Stored records
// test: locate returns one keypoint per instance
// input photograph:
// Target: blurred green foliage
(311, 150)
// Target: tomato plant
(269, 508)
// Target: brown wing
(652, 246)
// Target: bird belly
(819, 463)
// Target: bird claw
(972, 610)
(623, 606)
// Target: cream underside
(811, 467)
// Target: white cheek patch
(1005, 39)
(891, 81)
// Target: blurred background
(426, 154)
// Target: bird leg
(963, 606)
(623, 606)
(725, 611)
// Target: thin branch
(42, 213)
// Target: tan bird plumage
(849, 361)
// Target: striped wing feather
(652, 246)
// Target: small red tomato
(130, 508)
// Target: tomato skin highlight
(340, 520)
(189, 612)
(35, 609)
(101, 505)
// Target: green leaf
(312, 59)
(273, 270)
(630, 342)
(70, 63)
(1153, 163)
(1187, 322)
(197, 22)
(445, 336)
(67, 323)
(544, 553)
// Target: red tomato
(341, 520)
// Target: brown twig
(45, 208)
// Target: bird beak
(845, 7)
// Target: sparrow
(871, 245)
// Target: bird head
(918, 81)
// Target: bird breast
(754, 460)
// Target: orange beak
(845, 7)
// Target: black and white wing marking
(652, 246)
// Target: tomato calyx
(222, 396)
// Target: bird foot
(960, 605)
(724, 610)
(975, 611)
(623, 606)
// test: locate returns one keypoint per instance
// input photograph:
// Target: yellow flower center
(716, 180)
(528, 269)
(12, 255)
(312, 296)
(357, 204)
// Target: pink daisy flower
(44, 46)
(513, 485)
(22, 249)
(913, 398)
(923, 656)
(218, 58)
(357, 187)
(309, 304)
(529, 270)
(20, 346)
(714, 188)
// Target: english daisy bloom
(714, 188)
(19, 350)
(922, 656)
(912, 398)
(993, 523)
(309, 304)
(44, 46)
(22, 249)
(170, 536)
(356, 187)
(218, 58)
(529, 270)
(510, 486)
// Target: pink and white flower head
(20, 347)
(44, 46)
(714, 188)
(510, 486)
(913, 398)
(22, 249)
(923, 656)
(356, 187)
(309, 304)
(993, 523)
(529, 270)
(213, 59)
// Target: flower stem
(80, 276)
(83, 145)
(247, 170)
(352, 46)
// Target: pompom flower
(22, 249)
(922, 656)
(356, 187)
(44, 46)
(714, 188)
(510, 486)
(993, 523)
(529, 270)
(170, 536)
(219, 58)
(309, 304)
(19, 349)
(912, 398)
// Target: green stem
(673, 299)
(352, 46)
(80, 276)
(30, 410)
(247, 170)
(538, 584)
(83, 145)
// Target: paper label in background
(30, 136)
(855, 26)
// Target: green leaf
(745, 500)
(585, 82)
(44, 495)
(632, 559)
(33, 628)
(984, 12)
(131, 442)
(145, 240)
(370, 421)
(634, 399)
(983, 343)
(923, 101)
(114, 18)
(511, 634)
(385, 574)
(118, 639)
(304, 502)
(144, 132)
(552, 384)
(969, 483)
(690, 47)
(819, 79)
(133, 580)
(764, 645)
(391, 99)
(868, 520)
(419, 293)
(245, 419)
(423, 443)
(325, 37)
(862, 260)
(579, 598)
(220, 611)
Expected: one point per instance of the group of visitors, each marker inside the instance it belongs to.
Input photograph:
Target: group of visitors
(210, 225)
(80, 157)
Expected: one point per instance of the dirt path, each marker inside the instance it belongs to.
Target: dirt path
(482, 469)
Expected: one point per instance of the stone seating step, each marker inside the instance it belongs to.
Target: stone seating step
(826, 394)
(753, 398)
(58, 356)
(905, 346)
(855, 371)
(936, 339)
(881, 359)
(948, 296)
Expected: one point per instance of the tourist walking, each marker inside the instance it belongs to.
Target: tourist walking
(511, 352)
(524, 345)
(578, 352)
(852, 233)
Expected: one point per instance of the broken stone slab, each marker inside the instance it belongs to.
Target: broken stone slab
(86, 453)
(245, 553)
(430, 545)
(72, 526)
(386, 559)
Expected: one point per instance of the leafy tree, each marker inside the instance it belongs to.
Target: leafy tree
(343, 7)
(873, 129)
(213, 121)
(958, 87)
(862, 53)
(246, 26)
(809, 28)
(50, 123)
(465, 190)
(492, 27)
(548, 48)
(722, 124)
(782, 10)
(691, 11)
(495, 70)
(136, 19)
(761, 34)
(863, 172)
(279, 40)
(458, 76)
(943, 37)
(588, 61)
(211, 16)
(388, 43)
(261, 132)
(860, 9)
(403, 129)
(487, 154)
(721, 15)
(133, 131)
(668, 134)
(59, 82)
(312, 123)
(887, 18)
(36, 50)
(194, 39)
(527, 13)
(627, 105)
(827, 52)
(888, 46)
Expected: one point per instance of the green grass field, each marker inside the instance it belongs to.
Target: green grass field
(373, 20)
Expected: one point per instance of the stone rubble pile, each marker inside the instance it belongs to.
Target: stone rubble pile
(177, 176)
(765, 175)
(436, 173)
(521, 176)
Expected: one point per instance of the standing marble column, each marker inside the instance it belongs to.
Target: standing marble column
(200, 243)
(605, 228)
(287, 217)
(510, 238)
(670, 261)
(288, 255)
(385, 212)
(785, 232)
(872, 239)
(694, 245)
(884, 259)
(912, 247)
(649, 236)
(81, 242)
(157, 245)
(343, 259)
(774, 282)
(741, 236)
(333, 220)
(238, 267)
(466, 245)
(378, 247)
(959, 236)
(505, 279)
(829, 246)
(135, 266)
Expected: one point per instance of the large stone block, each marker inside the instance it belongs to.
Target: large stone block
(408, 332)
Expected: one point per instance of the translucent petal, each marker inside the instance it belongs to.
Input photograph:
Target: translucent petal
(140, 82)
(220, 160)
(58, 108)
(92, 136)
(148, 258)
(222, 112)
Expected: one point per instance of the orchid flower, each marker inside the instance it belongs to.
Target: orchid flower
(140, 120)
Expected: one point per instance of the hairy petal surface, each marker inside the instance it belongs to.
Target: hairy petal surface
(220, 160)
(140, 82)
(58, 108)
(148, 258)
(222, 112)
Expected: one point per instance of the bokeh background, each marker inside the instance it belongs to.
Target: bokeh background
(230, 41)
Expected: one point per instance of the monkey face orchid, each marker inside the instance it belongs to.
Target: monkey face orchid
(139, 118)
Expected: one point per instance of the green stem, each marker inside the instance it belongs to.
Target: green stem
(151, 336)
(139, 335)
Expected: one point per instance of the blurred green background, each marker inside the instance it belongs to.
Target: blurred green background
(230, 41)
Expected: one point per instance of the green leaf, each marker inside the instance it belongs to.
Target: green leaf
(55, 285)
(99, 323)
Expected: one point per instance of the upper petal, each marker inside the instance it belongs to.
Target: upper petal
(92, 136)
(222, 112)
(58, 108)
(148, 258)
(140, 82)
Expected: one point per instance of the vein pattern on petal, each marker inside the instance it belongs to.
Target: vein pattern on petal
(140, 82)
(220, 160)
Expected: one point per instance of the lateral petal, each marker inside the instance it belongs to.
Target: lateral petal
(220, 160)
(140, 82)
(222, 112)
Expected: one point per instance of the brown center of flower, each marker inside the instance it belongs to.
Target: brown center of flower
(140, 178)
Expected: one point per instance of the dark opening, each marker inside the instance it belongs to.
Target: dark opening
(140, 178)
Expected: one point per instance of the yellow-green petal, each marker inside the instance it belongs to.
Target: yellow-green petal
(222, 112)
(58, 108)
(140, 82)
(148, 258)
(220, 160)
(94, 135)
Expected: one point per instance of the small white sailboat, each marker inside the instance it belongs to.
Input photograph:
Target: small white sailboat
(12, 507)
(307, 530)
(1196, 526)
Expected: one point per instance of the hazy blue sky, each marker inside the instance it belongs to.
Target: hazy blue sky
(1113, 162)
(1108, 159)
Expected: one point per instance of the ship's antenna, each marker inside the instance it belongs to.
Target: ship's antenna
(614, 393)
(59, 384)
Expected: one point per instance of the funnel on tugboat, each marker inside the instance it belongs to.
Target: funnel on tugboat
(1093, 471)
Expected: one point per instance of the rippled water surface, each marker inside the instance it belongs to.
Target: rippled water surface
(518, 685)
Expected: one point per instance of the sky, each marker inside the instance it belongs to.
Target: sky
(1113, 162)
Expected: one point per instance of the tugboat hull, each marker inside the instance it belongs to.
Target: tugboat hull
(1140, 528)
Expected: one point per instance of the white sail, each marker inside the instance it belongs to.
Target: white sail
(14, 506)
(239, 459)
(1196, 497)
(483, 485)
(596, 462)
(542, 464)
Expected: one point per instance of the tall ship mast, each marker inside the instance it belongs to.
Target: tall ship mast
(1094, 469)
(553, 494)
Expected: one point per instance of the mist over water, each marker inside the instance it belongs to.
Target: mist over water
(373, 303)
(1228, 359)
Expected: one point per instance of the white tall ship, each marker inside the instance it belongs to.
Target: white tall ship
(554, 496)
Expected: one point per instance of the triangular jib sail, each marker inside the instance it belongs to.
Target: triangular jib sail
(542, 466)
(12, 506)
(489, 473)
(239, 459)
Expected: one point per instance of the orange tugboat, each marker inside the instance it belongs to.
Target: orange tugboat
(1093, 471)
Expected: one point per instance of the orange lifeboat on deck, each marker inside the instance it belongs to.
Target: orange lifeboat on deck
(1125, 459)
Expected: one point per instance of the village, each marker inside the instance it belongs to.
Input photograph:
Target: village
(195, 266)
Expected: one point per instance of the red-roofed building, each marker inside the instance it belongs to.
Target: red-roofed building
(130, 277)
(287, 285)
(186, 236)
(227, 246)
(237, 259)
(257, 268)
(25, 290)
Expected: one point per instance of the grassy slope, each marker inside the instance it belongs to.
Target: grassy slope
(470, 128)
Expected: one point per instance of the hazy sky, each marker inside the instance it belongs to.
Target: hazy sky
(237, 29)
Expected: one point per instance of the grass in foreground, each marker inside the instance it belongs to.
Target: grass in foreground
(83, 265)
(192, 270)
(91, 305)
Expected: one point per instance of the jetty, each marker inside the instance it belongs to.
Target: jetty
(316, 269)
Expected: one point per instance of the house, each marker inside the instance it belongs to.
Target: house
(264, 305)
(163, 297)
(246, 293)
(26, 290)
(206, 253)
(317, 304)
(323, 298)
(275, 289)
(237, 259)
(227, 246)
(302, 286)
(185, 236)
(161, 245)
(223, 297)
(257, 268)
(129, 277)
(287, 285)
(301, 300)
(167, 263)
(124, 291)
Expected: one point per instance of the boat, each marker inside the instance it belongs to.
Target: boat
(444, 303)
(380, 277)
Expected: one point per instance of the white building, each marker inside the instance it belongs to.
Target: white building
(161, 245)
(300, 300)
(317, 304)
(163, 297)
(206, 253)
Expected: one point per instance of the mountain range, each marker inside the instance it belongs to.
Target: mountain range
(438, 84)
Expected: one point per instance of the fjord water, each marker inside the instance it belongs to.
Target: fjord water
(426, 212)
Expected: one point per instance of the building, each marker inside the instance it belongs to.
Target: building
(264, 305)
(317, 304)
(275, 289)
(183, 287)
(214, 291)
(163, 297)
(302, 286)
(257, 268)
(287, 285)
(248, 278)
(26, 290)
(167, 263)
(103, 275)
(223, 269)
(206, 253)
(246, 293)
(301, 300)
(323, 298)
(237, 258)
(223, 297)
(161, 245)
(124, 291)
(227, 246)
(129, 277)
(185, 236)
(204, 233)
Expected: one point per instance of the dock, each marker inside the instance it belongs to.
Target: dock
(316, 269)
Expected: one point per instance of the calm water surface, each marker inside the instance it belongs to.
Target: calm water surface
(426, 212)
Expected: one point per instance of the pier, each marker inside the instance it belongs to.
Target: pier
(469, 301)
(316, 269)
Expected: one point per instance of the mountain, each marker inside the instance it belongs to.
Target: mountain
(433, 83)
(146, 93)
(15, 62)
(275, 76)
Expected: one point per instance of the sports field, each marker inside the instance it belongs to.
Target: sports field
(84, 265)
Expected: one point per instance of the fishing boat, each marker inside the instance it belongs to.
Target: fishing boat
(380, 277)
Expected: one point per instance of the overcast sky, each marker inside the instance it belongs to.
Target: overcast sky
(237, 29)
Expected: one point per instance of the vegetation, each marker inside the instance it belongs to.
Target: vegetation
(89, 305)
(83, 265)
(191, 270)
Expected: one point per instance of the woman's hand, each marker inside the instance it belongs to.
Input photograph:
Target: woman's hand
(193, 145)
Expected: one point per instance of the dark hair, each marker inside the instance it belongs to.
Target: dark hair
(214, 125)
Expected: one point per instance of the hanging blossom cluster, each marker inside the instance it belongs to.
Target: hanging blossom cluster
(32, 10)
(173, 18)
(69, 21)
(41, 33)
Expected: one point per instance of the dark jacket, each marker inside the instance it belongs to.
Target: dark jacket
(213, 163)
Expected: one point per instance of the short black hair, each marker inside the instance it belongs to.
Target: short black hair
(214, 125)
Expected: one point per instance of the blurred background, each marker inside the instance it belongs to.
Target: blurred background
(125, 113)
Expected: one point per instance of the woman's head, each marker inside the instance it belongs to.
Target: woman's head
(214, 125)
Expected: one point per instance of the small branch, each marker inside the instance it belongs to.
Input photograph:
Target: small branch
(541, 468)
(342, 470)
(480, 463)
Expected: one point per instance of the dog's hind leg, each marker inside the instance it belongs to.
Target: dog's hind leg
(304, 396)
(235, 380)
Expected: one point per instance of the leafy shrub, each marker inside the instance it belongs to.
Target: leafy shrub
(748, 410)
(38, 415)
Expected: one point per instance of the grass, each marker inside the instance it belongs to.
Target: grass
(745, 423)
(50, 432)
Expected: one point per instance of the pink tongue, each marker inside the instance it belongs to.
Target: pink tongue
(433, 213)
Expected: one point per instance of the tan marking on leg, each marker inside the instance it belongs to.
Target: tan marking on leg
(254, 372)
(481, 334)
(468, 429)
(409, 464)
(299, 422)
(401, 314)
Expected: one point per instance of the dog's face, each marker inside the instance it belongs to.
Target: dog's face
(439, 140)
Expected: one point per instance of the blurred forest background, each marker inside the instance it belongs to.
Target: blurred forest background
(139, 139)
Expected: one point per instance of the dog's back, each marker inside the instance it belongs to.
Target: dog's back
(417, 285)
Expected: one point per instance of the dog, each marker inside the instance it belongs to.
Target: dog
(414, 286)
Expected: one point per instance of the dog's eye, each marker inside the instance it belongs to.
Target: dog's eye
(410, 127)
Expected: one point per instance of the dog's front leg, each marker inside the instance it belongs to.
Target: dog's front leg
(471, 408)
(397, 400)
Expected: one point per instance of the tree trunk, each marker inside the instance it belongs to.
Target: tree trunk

* _Task objective_:
Go through the data above and find the lines with the word "trunk". Copy each of those lines.

* _Exercise solution_:
Expected: one point per instance of the tree trunk, each marker inside the instance it belongs to.
Target: tree trunk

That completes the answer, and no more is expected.